• TEXTO DADO:
####

Logicamente, embora a oferta de insumos venha a se estabilizar em algum momento, os maiores preços terão que ser repassados ao consumidor de concreto, principalmente pelo efeito cambial, que no Brasil hoje reflete uma desvalorização do Real que foi muito expressiva, com média verificada em 5,30 por dólar ao tempo desta reportagem.
“Muitos de nossos insumos são dolarizados. Em uma fábrica de cimento, metade do custo de produção se rege pelo dólar, como o petcoke e os equipamentos pesados. O mesmo com o aço. Então, a pressão sobre os preços não termina com o ajuste da oferta à demanda. Continuarão altos em função da desvalorização cambial do Brasil. Nosso setor tem um pass through de preços elevado”, explica o presidente da Abesc.
Perspectivas
De forma que o cenário positivo que o Brasil viveu este ano pode não se repetir em 2021, e Jairo Abud o reconhece, afirmando que os concreteiros do país veem o ano que vem com um otimismo cauteloso.
O problema cambial é a principal fonte de incerteza também na Argentina, onde Pedro Chuet-Misse deseja sobretudo que a cotação se mantenha estável. “No caso de que a cotação do dólar se mantenha sem grandes sobressaltos, a atividade privada continuaria com o nível dos anos anteriores, condicionada à disponibilidade de insumos”, sustenta o dirigente da AAHE.
Segundo o executivo, a perspectiva de investimentos públicos significativos na Argentina tem potencial de reanimar o mercado. “Existe um programa muito ambicioso de obras públicas que, se for levado a cabo, permitirá um volume de concreto muito interessante. Entre outras obras, um lugar de destaque será o da construção imobiliária. Se conseguirmos que elas sejam de concreto, o futuro não seria tão ruim”, diz ele.
Lascarro também põe ênfase sobre a possibilidade de investimentos públicos em obras para reativar o setor. “No caso da Colômbia, o governo destinou recursos para subsídios à compra de moradia nova, que deverão impulsionar a demanda. Além disso, se adotaram algumas medidas como o subsídio salarial àquelas empresas cujo faturamento caiu em 20% ou mais, reconhecendo o governo a metade de um salario mínimo para toda a folha, que é um valor muito inferior ao que se viu na Europa ou Estados Unidos, mas que de todas as formas ajudou”, diz.

####

• TAREFA ATRIBUÍDA 1: Copie sem alterações o trecho do texto sobre o mercado de concreto que começa em "Logicamente, embora a" e vai até "tempo desta reportagem.".
• TAREFA ATRIBUÍDA 2: Por favor, retome o texto sobre o mercado de concreto a partir do ponto em que ele para.

[Dados de indicação de regiões]
####

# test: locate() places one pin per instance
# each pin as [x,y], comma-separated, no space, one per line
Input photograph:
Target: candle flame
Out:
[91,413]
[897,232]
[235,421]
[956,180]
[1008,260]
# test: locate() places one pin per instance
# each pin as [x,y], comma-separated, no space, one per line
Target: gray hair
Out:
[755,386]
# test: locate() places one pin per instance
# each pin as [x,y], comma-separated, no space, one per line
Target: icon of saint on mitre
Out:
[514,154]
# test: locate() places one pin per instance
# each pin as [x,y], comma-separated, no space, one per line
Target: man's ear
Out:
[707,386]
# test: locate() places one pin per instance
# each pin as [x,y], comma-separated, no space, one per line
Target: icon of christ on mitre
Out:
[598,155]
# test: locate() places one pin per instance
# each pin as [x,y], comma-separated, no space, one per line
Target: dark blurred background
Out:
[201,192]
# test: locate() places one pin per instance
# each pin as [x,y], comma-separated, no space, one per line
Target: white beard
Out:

####

• CAMPO DE RESPOSTA 1:
Logicamente, embora a oferta de insumos venha a se estabilizar em algum momento, os maiores preços terão que ser repassados ao consumidor de concreto, principalmente pelo efeito cambial, que no Brasil hoje reflete uma desvalorização do Real que foi muito expressiva, com média verificada em 5,30 por dólar ao tempo desta reportagem.

• CAMPO DE RESPOSTA 2:
“Esperamos que as medidas de reativação que vêm sendo anunciadas surtam efeito. Muito importante é a recuperação do emprego no país, porque daí se deriva boa parte do investimento no setor de construção”, agrega o diretor geral da PROCEMCO.
Jairo Abud concorda com a necessidade de mais investimento público em infraestrutura para gerar atividade, renda e trabalho. O crescimento econômico é de fato a grande incógnita que definirá se o bom momento do Brasil terá continuidade. Mais do que pelo próprio efeito de crescimento na demanda por imóveis, por uma característica própria do concreto usinado.
“Sempre que o PIB cresce, o setor de concreto cresce mais do que o PIB. Da mesma forma, sempre que o PIB cai, o setor cai mais forte do que o PIB. Quando há crescimento, a demanda vai para o setor de construção industrializada e formal. Na recessão, a demanda se desloca para a autoconstrução. Por isso, nas recessões se consome mais cimento em saco do que o concreto usinado por uma empresa especializada”, afirma.
“Se a economía continuar crescendo, nosso setor crescerá junto com ela. Senão, o setor vai sofrer”, conclui.